═════ EXTRACTED INFORMATION ═════
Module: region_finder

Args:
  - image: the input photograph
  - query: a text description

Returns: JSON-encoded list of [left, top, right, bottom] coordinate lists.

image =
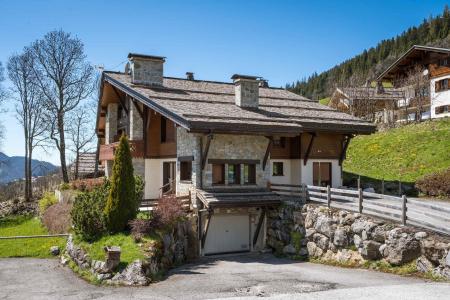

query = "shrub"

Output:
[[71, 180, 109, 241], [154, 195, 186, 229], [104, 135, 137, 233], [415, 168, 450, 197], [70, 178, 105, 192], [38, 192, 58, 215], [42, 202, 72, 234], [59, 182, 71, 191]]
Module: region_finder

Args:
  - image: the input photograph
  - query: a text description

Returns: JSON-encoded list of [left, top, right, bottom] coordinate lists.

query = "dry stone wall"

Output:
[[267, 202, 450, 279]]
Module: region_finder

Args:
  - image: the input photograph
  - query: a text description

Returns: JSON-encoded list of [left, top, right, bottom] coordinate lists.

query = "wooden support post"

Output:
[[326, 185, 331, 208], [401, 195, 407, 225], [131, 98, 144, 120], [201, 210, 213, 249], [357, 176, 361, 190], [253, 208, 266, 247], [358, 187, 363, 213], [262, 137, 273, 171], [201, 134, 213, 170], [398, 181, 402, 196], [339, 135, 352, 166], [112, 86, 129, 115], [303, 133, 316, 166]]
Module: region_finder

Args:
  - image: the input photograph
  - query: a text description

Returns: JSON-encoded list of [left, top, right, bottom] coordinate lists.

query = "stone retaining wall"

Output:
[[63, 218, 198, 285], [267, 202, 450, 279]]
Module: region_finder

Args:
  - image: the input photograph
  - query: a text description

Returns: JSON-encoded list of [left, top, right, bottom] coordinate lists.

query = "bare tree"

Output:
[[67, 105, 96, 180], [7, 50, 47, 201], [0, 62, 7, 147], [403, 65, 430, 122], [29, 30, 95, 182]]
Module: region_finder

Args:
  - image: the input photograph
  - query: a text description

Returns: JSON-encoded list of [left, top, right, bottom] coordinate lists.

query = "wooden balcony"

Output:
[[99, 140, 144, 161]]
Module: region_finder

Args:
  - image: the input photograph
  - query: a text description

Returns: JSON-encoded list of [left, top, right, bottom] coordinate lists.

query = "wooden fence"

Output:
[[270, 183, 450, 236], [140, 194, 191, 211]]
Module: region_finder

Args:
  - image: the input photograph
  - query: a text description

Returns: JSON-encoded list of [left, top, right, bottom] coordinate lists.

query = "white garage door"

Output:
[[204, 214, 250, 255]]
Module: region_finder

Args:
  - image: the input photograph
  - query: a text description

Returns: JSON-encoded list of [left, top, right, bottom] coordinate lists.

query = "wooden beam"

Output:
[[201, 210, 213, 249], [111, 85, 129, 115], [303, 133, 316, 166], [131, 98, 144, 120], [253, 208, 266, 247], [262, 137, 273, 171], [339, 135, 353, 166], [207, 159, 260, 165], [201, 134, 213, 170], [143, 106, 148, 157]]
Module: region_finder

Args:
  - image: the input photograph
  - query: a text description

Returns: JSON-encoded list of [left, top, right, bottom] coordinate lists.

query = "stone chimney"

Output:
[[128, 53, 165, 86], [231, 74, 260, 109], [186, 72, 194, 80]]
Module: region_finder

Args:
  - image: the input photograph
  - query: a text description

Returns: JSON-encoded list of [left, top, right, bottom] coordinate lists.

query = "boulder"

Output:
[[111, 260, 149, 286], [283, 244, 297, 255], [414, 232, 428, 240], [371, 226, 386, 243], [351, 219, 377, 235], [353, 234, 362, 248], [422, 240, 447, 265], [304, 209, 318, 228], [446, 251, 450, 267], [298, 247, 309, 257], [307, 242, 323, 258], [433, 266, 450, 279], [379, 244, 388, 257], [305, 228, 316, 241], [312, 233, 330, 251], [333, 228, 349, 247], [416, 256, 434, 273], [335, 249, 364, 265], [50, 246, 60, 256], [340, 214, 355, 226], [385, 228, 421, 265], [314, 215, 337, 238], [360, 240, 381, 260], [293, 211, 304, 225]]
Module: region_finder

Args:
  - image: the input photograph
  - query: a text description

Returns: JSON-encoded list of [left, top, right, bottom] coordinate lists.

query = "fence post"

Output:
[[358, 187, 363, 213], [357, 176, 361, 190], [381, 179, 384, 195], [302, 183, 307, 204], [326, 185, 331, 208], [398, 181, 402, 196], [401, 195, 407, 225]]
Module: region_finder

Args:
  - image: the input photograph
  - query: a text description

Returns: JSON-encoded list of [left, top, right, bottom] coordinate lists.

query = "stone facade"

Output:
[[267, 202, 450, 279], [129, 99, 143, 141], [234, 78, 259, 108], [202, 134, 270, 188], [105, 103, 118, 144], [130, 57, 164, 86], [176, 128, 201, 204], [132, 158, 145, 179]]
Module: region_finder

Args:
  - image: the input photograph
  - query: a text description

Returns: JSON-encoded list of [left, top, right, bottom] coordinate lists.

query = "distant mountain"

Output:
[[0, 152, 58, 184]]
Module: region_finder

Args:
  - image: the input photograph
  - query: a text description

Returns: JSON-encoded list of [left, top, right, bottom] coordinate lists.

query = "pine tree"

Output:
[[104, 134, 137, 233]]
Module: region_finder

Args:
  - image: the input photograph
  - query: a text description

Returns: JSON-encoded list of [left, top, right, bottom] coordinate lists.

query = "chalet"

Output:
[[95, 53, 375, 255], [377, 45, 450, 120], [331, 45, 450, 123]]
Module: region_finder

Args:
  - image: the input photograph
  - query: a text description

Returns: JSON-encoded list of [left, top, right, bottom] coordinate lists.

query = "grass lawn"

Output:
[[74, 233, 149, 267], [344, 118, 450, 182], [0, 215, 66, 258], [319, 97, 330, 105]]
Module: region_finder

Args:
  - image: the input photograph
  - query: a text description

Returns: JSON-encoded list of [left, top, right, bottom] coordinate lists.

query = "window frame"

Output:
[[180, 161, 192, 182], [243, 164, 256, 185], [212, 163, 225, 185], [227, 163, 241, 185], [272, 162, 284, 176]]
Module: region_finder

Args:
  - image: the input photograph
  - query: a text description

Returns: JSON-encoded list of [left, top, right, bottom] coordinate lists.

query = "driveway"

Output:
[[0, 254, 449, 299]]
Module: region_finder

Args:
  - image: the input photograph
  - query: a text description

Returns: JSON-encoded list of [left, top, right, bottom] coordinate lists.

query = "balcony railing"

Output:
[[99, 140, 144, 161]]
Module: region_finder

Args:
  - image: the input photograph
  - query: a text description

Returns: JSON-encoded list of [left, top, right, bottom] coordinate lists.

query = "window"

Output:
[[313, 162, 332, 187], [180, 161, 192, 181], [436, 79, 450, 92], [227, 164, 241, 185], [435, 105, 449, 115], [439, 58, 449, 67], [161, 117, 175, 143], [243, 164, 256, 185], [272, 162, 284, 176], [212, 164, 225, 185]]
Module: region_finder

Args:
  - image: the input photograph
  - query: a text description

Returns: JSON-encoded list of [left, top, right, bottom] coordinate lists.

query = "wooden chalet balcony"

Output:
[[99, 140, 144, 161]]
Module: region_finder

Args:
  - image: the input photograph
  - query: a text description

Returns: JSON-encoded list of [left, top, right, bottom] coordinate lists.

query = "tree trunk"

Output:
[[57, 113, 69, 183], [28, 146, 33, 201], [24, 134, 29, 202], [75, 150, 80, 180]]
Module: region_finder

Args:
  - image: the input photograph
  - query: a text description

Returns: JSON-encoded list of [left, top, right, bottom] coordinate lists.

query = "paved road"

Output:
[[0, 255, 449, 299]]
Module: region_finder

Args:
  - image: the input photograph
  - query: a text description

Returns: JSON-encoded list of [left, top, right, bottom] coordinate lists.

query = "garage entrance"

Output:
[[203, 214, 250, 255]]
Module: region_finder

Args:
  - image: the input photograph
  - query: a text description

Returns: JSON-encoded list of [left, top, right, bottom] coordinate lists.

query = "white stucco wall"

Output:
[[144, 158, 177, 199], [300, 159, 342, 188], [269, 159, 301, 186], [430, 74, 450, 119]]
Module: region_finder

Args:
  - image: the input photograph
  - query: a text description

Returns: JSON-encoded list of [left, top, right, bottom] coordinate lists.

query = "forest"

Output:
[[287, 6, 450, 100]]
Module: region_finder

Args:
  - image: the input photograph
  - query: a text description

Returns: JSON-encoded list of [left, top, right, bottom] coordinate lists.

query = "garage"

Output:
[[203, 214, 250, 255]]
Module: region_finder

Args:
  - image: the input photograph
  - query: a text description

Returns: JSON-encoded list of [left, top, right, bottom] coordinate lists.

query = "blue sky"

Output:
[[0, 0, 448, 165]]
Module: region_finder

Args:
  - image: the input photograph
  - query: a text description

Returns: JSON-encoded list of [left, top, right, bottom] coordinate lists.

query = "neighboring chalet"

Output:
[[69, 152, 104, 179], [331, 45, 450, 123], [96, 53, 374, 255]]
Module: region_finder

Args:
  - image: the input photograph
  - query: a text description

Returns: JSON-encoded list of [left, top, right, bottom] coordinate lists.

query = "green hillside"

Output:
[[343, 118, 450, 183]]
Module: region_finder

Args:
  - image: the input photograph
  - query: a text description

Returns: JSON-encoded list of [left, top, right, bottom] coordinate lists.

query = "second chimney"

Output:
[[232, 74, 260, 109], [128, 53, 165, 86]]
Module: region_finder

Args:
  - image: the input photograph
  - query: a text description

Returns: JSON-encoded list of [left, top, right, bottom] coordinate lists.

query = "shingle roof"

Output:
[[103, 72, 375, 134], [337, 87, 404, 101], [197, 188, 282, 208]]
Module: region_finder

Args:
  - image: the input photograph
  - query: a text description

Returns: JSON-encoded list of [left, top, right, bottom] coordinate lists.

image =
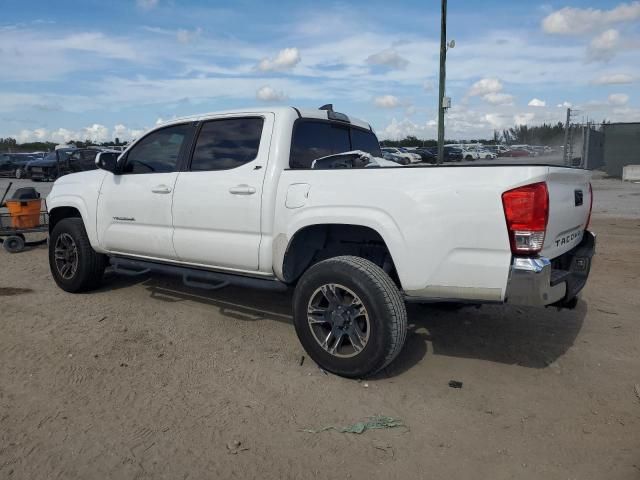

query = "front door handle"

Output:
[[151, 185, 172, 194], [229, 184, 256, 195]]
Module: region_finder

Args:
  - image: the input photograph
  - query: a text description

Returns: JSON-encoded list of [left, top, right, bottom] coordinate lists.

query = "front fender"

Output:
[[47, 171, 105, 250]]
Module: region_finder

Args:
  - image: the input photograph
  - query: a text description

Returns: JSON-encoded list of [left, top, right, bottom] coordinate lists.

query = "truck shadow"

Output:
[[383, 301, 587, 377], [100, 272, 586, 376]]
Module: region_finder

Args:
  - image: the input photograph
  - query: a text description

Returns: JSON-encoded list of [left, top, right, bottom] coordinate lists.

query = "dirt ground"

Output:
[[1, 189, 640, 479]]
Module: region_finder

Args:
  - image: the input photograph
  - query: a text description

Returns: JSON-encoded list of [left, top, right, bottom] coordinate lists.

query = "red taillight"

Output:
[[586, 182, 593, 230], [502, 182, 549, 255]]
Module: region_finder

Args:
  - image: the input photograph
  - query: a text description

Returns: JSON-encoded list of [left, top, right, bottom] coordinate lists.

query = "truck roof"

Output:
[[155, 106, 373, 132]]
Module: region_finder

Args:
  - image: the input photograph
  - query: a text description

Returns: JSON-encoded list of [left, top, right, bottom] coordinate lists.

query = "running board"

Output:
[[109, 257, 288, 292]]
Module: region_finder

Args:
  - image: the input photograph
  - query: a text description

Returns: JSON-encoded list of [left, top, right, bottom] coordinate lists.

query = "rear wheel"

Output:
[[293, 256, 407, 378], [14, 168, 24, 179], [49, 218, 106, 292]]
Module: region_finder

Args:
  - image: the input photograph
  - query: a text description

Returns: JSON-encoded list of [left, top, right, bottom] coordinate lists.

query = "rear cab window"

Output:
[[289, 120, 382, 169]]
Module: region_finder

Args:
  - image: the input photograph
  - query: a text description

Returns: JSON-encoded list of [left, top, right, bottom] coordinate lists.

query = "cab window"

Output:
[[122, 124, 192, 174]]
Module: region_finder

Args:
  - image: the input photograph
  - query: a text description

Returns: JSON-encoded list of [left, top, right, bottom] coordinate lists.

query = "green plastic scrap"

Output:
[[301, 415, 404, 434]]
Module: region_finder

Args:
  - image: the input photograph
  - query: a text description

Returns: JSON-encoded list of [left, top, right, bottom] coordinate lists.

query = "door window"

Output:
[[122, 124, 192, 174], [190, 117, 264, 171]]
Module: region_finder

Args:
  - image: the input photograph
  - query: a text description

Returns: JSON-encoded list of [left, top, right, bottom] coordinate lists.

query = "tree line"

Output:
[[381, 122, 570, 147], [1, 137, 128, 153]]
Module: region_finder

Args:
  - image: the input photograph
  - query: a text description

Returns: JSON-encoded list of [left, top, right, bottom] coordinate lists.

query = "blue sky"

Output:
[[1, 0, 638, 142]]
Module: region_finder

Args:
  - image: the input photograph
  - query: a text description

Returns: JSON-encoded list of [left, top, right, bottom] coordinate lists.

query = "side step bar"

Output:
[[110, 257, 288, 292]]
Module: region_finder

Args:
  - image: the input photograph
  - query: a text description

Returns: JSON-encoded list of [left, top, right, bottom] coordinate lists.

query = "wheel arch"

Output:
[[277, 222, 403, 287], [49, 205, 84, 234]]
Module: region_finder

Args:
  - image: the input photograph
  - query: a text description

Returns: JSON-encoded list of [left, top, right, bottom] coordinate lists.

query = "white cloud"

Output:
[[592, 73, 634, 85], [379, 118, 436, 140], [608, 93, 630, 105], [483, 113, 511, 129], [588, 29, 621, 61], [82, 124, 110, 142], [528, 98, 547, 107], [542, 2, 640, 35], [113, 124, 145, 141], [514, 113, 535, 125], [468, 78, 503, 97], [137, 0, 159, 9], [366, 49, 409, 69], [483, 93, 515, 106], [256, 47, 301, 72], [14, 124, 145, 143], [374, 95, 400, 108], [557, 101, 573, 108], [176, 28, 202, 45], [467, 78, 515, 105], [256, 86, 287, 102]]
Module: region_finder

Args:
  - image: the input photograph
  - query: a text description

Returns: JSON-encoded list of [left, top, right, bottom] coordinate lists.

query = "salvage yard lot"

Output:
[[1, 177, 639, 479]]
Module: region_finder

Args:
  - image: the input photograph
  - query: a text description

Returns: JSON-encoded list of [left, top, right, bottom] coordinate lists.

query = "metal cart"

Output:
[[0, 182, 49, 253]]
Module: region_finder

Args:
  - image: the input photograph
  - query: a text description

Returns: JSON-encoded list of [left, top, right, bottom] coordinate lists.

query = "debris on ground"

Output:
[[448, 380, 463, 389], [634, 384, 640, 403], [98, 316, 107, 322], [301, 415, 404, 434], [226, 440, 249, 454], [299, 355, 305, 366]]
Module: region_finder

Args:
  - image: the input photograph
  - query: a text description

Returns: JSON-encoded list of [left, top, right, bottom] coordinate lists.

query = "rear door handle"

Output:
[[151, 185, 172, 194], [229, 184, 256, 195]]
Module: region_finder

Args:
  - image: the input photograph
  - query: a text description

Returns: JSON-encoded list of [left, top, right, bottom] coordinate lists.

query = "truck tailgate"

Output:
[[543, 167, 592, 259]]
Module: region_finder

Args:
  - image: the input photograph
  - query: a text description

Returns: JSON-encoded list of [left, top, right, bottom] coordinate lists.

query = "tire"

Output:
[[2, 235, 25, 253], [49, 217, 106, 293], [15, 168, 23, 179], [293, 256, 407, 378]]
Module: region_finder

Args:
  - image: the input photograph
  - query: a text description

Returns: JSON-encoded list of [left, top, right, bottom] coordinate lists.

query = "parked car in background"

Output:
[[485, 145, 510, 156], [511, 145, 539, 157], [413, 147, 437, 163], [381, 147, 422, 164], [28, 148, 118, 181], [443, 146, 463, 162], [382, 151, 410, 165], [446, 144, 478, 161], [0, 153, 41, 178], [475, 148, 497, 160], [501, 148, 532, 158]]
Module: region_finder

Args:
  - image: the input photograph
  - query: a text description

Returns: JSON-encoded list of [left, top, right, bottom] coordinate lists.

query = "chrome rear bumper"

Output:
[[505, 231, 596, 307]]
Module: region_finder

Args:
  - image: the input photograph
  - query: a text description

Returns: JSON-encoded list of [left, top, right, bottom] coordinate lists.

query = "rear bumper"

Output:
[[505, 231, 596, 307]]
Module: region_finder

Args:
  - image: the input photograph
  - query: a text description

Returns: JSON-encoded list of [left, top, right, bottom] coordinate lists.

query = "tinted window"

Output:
═════
YOUR OBJECTIVE ▸ Search the entries for the word "stone" and gather every line where it appears.

WRITTEN RESPONSE ▸
query = "dry stone wall"
query = "stone retaining wall"
query = "stone chimney"
query = "stone facade"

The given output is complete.